- TASKS -
1. Reproduce the Command Network problem statement word for word between "POJ 3164 Command" and "of the project.", inclusive.
2. Using the Command Network problem statement, explain in one to three sentences why a provisional network must be built immediately.
3. Extend the Command Network problem statement past its last sentence.

- PASSAGE SHOWN -
::::::::::
POJ 3164 Command Network （刘朱算法|最小树形图）

Command Network

Time Limit: 1000MS		Memory Limit: 131072K
Total Submissions: 10253		Accepted: 2976

Description

After a long lasting war on words, a war on arms finally breaks out between littleken’s and KnuthOcean’s kingdoms. A sudden and violent assault by KnuthOcean’s force has rendered a total failure of littleken’s command network. A provisional network must be built immediately. littleken orders snoopy to take charge of the project.
::::::::::
- RECORD EXTRACTS -
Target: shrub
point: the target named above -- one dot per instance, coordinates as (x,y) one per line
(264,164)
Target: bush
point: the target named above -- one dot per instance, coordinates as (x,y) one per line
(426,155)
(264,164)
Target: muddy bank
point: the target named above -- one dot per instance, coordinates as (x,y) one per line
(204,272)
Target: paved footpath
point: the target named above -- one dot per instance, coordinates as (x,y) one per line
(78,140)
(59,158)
::::::::::
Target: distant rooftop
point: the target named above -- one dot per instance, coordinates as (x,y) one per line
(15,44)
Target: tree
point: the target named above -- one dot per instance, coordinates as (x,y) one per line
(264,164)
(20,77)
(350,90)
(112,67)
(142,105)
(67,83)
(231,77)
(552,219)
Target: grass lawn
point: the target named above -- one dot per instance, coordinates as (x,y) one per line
::::::::::
- THE ANSWERS -
1.
POJ 3164 Command Network （刘朱算法|最小树形图）

Command Network

Time Limit: 1000MS		Memory Limit: 131072K
Total Submissions: 10253		Accepted: 2976

Description

After a long lasting war on words, a war on arms finally breaks out between littleken’s and KnuthOcean’s kingdoms. A sudden and violent assault by KnuthOcean’s force has rendered a total failure of littleken’s command network. A provisional network must be built immediately. littleken orders snoopy to take charge of the project.

2. A sudden and violent assault by KnuthOcean's force has caused a total failure of littleken's command network.

3.
With the situation studied to every detail, snoopy believes that the most urgent point is to enable littenken’s commands to reach every disconnected node in the destroyed network and decides on a plan to build a unidirectional communication network. The nodes are distributed on a plane. If littleken’s commands are to be able to be delivered directly from a node A to another node B, a wire will have to be built along the straight line segment connecting the two nodes. Since it’s in wartime, not between all pairs of nodes can wires be built. snoopy wants the plan to require the shortest total length of wires so that the construction can be done very soon.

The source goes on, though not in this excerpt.